(Beginning of Records for the exercise)
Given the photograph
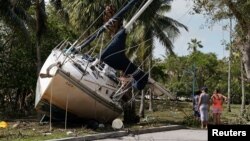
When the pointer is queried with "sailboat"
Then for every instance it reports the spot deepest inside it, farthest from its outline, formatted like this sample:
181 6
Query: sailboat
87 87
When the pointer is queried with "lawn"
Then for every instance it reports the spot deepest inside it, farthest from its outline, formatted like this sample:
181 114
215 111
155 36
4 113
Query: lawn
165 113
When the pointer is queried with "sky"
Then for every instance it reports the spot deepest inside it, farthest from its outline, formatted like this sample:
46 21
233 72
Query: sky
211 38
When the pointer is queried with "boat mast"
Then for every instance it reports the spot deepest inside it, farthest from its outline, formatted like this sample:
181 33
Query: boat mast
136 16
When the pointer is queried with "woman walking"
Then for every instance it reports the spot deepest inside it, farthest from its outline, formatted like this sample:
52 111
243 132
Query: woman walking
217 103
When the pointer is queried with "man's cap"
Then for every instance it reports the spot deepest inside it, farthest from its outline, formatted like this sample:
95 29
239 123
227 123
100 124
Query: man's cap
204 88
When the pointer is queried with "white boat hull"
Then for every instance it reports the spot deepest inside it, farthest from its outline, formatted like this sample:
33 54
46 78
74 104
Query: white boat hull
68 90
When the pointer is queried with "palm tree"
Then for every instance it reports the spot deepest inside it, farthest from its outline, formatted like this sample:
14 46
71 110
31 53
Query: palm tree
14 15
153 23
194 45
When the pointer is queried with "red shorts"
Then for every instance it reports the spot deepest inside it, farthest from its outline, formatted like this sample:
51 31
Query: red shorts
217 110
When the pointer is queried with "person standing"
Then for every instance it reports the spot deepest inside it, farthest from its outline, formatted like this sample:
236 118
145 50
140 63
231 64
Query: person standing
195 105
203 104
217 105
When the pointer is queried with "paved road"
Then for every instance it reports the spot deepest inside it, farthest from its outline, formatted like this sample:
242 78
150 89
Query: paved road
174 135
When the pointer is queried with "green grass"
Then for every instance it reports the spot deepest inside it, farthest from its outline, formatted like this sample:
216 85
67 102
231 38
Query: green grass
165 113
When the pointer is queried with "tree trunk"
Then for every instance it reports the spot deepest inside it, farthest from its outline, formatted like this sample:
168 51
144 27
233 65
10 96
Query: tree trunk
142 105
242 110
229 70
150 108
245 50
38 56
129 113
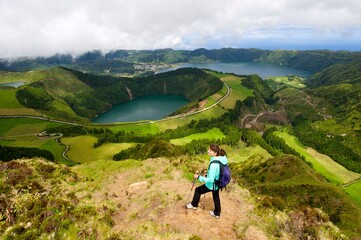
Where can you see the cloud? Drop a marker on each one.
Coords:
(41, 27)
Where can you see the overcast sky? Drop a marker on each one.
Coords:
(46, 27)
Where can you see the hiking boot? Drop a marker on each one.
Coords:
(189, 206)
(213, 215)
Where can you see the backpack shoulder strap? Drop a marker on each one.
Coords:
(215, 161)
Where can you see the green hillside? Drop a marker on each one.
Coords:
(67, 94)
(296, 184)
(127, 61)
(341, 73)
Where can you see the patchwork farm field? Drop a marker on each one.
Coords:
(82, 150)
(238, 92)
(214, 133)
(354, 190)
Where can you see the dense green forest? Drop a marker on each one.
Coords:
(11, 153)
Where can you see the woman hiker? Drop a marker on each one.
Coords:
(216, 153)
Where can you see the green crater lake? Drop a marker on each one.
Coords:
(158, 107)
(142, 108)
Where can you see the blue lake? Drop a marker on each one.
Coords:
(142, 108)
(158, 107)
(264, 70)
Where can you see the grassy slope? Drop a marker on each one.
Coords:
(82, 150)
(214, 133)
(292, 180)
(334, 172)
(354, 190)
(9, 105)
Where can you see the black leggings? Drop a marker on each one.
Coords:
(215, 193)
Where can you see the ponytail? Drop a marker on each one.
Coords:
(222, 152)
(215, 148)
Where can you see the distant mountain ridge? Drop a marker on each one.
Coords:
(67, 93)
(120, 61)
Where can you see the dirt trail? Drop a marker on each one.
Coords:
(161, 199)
(End of Records for the exercise)
■ **About this task**:
Filter the entries and copy each line with "lake".

■ **Result for this exercise**:
Where can you see the green crater lake? Drop a marker on each one.
Where can you see the blue lake? Drop a marker on each one.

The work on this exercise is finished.